# [EXERCISE TASK A]
In the patch email headers, what is the sender's name and address?

# [QUOTED TEXT]
● ● ● ● ●

From patchwork Wed Aug 23 13:13:43 2023
Content-Type: text/plain; charset="utf-8"
MIME-Version: 1.0
Content-Transfer-Encoding: 7bit
X-Patchwork-Submitter: Alexandru Elisei <alexandru.elisei@arm.com>
X-Patchwork-Id: 13362329
Return-Path: <linux-trace-kernel-owner@vger.kernel.org>
X-Spam-Checker-Version: SpamAssassin 3.4.0 (2014-02-07) on
	aws-us-west-2-korg-lkml-1.web.codeaurora.org
Received: from vger.kernel.org (vger.kernel.org [23.128.96.18])
	by smtp.lore.kernel.org (Postfix) with ESMTP id 49D7DEE49B5
	for <linux-trace-kernel@archiver.kernel.org>;
 Wed, 23 Aug 2023 13:18:06 +0000 (UTC)
Received: (majordomo@vger.kernel.org) by vger.kernel.org via listexpand
        id S235744AbjHWNSG (ORCPT
        <rfc822;linux-trace-kernel@archiver.kernel.org>);
        Wed, 23 Aug 2023 09:18:06 -0400
Received: from lindbergh.monkeyblade.net ([23.128.96.19]:41344 "EHLO
        lindbergh.monkeyblade.net" rhost-flags-OK-OK-OK-OK) by vger.kernel.org
        with ESMTP id S235757AbjHWNSE (ORCPT
        <rfc822;linux-trace-kernel@vger.kernel.org>);
        Wed, 23 Aug 2023 09:18:04 -0400
Received: from foss.arm.com (foss.arm.com [217.140.110.172])
        by lindbergh.monkeyblade.net (Postfix) with ESMTP id 17F1EE7A;
        Wed, 23 Aug 2023 06:17:33 -0700 (PDT)
Received: from usa-sjc-imap-foss1.foss.arm.com (unknown [10.121.207.14])
        by usa-sjc-mx-foss1.foss.arm.com (Postfix) with ESMTP id B515415DB;
        Wed, 23 Aug 2023 06:18:03 -0700 (PDT)
Received: from e121798.cable.virginm.net (unknown [172.31.20.19])
        by usa-sjc-imap-foss1.foss.arm.com (Postfix) with ESMTPSA id
 376473F740;
        Wed, 23 Aug 2023 06:17:17 -0700 (PDT)
From: Alexandru Elisei <alexandru.elisei@arm.com>
To: catalin.marinas@arm.com, will@kernel.org, oliver.upton@linux.dev,
        maz@kernel.org, james.morse@arm.com, suzuki.poulose@arm.com,
        yuzenghui@huawei.com, arnd@arndb.de, akpm@linux-foundation.org,
        mingo@redhat.com, peterz@infradead.org, juri.lelli@redhat.com,
        vincent.guittot@linaro.org, dietmar.eggemann@arm.com,
        rostedt@goodmis.org, bsegall@google.com, mgorman@suse.de,
        bristot@redhat.com, vschneid@redhat.com, mhiramat@kernel.org,
        rppt@kernel.org, hughd@google.com
Cc: pcc@google.com, steven.price@arm.com, anshuman.khandual@arm.com,
        vincenzo.frascino@arm.com, david@redhat.com, eugenis@google.com,
        kcc@google.com, hyesoo.yu@samsung.com,
        linux-arm-kernel@lists.infradead.org, linux-kernel@vger.kernel.org,
        kvmarm@lists.linux.dev, linux-fsdevel@vger.kernel.org,
        linux-arch@vger.kernel.org, linux-mm@kvack.org,
        linux-trace-kernel@vger.kernel.org
Subject: [PATCH RFC 30/37] mm: mprotect: arm64: Set PAGE_METADATA_NONE for
 mprotect(PROT_MTE)

● ● ● ● ●

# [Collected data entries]

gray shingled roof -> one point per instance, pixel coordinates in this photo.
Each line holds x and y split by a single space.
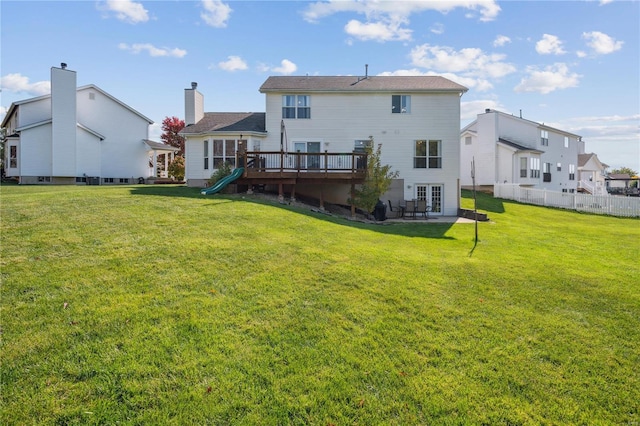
360 84
517 145
228 122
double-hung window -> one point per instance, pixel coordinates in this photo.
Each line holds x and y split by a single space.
224 151
544 138
206 154
428 154
296 106
13 156
523 167
546 172
535 168
401 104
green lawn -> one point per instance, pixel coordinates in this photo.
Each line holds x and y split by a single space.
155 305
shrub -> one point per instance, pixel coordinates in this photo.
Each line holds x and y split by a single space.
221 172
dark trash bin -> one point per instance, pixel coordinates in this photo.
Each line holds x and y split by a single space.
380 211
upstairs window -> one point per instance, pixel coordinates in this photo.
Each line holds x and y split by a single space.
296 106
535 168
544 138
13 156
435 154
224 151
400 104
428 154
206 154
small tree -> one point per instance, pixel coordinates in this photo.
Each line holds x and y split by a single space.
176 168
171 127
377 182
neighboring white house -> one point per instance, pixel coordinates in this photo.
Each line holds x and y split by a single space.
510 149
592 173
77 135
415 119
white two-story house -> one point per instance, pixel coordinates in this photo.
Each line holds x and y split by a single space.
509 149
77 135
319 122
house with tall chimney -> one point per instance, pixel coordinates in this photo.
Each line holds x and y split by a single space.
501 148
314 134
78 135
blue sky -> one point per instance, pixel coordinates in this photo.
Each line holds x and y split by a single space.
573 65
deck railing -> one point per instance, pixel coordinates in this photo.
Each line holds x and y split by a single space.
329 162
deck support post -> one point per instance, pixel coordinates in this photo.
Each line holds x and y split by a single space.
353 206
321 197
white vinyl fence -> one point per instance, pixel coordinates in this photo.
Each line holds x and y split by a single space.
599 204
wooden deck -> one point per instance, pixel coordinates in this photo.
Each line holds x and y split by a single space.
312 168
285 168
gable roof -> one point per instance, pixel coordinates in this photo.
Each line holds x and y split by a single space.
518 147
228 122
360 84
15 104
49 121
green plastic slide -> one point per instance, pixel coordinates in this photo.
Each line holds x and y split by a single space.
219 185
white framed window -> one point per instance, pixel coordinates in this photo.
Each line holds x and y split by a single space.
433 194
296 106
224 151
401 104
534 167
205 153
13 156
428 154
544 138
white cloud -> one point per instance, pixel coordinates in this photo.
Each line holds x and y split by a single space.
501 41
472 61
153 51
478 84
233 63
378 31
550 45
601 43
437 28
216 13
126 10
387 20
18 83
553 77
286 67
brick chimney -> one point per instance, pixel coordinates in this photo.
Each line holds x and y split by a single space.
64 121
193 105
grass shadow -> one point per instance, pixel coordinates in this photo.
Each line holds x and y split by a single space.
485 201
414 230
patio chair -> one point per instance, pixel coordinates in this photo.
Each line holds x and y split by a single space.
423 209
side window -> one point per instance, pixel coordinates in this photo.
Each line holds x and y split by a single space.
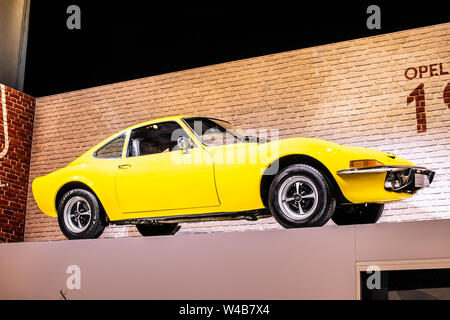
112 149
156 138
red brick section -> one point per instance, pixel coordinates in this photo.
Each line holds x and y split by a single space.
15 165
351 92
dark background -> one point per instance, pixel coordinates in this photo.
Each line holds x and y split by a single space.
132 39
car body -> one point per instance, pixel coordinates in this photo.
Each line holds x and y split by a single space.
192 178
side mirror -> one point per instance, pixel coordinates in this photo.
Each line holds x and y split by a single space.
183 144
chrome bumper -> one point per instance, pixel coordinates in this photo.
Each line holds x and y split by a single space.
399 178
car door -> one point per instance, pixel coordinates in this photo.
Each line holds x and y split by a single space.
155 175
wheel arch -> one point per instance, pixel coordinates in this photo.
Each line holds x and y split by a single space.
79 185
288 160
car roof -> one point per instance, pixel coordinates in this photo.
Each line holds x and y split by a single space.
169 118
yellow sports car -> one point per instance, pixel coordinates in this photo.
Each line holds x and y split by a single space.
188 168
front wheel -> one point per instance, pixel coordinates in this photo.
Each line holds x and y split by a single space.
300 196
357 214
158 229
79 215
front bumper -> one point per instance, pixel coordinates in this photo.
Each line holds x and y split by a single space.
399 178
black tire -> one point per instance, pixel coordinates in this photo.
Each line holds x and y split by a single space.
315 211
157 229
357 214
75 203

● ● ● ● ●

# [EXERCISE TASK B]
Pull out each line of the rows that contains the string "roof".

# [REPLY A]
Alexandru Elisei <alexandru.elisei@arm.com>

# [REPLY B]
gray shingled roof -> one point per instance, pixel coordinates in this photo.
gable roof -> one point per instance, pixel coordinates in this photo.
car roof -> one point per instance, pixel coordinates in this photo.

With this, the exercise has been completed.